* _Text provided_:
***
By Don Phipps
There was nothing like a Cecil Taylor concert. As someone who saw him play in multiple contexts at multiple stages of his life in multiple venues, I always left the concert feeling I had heard something special, something extra, something beyond. To say that this album deserves five stars is underrating the album – if it made any sense, I would give it ten stars and call it a day. That said, Cecil Taylor Unit - Live At Fat Tuesdays, stands with his best recorded ensemble work – right up there with Dark to Themselves (1976), Nefertiti, the Beautiful One Has Come – Live at the Café Montmartre (1975), and One Too Salty Swift and Not Goodbye (recorded in 1978 and released in 1980). And one would be remiss not to mention the incredible work he did with his Feel Trio at Ronny Scott’s in London in 1990, captured beautifully on the 10-disc 2 Ts for a lovely T box set.
***
* _Data to examine_:
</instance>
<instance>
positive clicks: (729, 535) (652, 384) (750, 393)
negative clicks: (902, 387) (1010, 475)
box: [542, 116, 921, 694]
***
* _Instruction 1_: According to the Cecil Taylor review, at what venue did his Feel Trio play in 1990?
* _Instruction 2_: Pick up the Cecil Taylor concert review after its final sentence and carry it forward.

* _Response area 1_: Ronny Scott's in London.

* _Response area 2_:
There is a reason I am choosing to write this review in the first person. Why? I saw him and the Unit play live at the Modern Theater in Boston on April 7, 1979. In this concert, the Unit was comprised of, Cecil, Jimmy Lyons (alto sax), Ramsey Ameen (violin), and Ken Tyler (drums). On “Salty Swift,” recorded in Stuttgart in June of 1978, the unit was comprised of Cecil, Lyons, Ameen, plus Raphe Malik (trumpet), Sirone (bass) and Ronald Shannon Jackson (drums). On this album, Live At Fat Tuesday’s, the concert took place on February 9, 1980, and the unit was comprised of Cecil, Lyons, Ameen, Alan Silva (bass and cello), Jerome Cooper (drums and balaphone), and Sonny Murray (drums). One may wonder why the revolving chairs in the rhythm section beneath a consistent nucleus of Cecily, Lyons, and Ameen? [And as a side note, during this period, Cecil played the White House in 1978, with President Jimmy Carter in attendance].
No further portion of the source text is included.